● **Exercise directions**: Please identify each line in the entries below that contains the word "with" and copy those lines out.

● **Point annotation records**:
◇ ◇ ◇ ◇

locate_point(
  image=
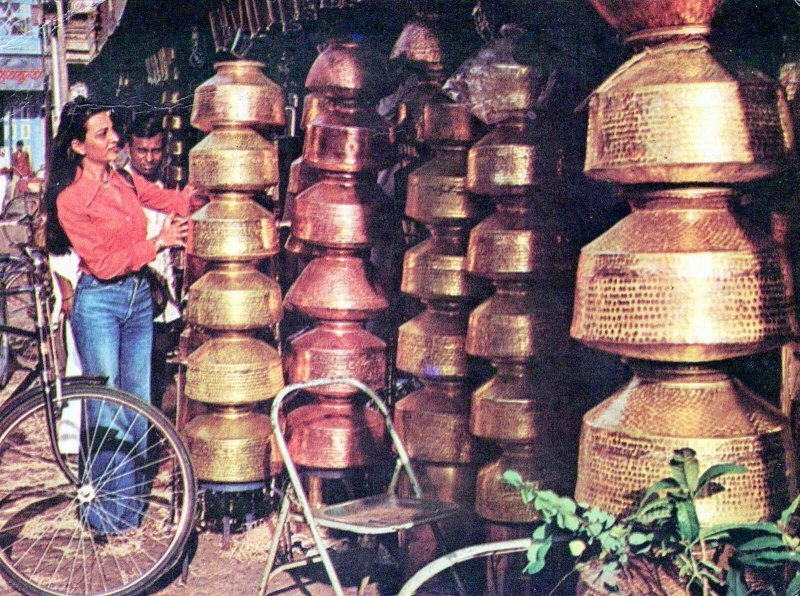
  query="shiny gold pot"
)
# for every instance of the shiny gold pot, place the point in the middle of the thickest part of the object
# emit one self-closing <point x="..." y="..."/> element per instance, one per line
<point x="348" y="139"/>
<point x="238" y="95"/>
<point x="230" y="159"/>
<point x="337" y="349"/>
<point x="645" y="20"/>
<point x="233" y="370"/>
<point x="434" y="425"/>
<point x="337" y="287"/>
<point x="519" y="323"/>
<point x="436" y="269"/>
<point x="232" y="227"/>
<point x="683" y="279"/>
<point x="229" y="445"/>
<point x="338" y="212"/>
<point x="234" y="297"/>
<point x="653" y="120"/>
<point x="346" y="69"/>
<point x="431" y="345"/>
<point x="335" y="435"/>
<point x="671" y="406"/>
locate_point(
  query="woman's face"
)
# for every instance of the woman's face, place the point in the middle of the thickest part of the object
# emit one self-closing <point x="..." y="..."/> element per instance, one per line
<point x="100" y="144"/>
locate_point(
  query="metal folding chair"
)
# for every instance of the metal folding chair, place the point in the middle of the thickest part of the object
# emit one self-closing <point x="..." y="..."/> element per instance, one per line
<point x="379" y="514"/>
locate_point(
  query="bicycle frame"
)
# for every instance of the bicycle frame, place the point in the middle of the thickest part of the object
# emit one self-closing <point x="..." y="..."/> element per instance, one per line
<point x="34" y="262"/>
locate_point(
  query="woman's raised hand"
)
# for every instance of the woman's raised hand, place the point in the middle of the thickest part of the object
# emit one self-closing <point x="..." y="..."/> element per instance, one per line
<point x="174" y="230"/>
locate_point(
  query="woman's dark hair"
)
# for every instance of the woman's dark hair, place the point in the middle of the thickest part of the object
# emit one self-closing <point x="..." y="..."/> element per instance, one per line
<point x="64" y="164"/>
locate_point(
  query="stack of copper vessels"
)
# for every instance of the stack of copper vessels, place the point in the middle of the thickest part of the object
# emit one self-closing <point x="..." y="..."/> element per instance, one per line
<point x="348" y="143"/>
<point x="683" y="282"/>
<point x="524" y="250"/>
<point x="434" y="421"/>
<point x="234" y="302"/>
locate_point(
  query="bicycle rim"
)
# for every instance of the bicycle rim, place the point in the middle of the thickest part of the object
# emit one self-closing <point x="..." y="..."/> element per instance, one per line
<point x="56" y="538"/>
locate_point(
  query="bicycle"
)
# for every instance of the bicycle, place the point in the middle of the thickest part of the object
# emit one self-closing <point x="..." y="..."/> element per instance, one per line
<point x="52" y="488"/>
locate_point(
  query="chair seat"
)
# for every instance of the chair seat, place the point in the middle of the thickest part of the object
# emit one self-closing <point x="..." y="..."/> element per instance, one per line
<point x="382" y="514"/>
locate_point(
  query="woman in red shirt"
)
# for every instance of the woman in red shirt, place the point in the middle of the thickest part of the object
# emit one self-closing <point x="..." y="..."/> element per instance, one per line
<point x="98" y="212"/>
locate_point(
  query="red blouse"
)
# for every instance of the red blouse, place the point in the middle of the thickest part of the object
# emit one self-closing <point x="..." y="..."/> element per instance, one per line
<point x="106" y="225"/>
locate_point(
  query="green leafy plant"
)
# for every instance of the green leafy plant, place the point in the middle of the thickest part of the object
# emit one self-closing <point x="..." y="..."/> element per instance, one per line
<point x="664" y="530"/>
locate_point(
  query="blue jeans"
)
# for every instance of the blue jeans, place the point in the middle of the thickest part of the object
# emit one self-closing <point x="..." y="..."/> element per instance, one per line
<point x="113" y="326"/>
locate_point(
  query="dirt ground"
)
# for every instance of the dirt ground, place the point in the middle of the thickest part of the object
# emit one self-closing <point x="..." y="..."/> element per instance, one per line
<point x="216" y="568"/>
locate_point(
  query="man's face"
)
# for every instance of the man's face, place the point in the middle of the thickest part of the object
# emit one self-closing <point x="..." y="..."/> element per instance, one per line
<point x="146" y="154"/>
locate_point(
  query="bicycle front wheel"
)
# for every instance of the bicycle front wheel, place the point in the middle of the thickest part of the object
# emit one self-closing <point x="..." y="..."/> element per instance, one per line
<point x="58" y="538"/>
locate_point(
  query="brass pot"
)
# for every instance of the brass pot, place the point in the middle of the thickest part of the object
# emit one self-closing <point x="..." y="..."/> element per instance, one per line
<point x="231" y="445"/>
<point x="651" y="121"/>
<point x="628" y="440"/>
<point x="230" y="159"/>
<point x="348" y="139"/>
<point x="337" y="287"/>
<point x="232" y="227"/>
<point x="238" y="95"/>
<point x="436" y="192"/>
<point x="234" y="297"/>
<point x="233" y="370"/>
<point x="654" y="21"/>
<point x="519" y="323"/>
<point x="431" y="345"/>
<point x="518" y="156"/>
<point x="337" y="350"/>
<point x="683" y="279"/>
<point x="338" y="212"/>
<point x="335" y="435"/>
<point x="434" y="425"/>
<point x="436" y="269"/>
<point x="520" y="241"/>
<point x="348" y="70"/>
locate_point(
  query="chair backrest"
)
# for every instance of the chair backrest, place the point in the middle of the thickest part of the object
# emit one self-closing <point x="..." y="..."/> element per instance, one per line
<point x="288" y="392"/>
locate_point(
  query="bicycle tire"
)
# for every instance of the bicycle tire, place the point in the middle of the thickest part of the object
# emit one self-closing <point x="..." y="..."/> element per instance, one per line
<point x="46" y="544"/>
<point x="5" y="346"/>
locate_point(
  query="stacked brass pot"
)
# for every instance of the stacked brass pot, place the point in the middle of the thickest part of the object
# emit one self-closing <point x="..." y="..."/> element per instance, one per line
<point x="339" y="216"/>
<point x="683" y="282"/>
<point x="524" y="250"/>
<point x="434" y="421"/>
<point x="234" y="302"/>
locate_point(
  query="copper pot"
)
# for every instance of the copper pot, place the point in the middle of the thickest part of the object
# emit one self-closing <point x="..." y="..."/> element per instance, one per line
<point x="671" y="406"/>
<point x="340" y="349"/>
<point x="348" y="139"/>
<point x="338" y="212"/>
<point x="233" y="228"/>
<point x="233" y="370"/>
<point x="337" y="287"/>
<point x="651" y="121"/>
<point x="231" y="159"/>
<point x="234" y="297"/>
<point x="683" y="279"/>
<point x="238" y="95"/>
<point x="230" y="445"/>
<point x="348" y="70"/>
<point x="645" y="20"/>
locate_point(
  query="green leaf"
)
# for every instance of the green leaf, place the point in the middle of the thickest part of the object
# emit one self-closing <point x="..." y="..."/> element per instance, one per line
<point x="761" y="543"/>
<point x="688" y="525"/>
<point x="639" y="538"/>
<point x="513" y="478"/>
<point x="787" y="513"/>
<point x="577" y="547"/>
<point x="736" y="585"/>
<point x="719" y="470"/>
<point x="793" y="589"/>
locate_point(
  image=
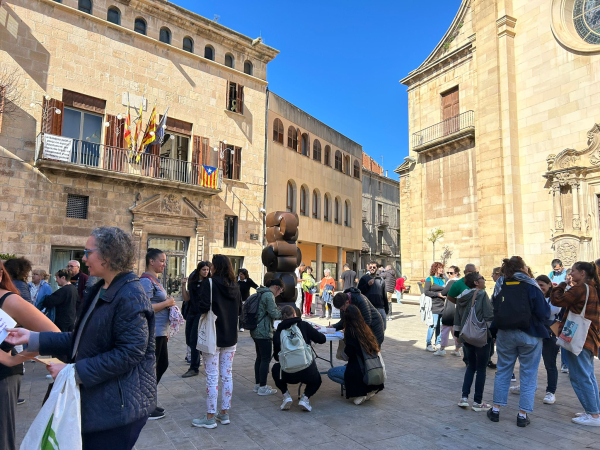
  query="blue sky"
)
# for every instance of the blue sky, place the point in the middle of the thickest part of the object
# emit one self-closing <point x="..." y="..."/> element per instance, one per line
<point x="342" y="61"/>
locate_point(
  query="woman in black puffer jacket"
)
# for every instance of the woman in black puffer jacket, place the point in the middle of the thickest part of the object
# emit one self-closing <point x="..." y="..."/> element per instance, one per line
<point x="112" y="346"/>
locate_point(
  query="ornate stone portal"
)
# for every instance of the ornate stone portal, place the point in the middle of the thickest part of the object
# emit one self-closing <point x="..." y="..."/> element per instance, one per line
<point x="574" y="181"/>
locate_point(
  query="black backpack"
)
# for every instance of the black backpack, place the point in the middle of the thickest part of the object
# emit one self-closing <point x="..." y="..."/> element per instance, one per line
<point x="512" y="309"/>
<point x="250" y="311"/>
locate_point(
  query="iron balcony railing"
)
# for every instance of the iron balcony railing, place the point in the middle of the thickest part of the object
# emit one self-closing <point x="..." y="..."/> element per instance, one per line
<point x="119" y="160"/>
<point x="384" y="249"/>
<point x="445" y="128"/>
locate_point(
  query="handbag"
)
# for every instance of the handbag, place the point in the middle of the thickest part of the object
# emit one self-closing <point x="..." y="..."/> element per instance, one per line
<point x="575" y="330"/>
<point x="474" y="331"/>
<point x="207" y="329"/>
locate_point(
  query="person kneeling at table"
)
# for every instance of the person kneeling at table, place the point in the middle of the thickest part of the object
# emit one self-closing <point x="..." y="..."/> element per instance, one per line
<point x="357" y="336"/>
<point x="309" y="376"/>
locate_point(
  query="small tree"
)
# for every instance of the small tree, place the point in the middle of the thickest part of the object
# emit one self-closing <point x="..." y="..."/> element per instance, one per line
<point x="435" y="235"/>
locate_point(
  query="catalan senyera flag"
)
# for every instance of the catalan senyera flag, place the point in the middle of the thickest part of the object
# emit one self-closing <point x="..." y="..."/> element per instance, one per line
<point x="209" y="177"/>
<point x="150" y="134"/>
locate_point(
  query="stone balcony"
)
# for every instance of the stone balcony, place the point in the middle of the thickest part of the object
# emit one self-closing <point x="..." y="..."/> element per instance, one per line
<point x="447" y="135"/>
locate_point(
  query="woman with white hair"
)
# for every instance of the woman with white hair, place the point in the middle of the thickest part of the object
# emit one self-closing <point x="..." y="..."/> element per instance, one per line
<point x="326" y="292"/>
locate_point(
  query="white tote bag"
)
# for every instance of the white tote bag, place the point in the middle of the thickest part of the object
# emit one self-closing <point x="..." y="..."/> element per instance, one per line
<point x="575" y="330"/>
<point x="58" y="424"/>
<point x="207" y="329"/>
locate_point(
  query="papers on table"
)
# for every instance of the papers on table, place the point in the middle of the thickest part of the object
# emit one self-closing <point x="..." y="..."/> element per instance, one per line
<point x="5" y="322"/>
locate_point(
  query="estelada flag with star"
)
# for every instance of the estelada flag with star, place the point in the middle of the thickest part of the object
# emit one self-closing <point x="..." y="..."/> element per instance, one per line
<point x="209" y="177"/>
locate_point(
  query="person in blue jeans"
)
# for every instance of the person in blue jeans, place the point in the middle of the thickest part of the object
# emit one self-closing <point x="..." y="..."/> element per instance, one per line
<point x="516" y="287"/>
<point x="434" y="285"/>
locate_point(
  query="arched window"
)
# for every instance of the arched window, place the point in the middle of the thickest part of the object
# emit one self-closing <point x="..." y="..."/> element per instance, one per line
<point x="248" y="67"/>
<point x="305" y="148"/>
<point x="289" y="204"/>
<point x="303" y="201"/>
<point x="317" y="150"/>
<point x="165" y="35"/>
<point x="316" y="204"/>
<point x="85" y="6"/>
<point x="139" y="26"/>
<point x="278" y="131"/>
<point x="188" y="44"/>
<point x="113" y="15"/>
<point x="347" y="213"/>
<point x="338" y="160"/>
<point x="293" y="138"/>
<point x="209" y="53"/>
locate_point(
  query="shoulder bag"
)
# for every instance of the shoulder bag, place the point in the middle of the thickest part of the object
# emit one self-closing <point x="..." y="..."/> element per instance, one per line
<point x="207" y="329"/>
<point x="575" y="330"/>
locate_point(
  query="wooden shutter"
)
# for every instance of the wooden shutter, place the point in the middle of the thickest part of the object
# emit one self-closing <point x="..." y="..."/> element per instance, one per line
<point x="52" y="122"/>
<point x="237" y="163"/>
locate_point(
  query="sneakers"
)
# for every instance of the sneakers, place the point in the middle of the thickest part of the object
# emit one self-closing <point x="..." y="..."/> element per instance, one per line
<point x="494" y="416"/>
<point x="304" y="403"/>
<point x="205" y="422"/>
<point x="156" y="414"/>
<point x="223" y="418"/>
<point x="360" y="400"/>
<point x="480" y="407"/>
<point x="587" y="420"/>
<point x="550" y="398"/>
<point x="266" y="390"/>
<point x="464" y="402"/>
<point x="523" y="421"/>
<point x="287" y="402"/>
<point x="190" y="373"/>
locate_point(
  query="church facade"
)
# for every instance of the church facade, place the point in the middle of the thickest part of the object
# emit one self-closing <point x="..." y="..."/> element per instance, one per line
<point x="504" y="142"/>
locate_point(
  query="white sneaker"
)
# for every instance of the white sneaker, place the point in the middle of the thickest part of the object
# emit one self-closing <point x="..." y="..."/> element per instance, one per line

◇ ◇ ◇ ◇

● **Result of this task**:
  query="woman with white hair"
# for every instance of the woman with white hair, place the point in the middle of the thickest part of the object
  query="estelada flag with star"
# for every instance of the estelada flag with star, place the point in the middle of the thickest part of the object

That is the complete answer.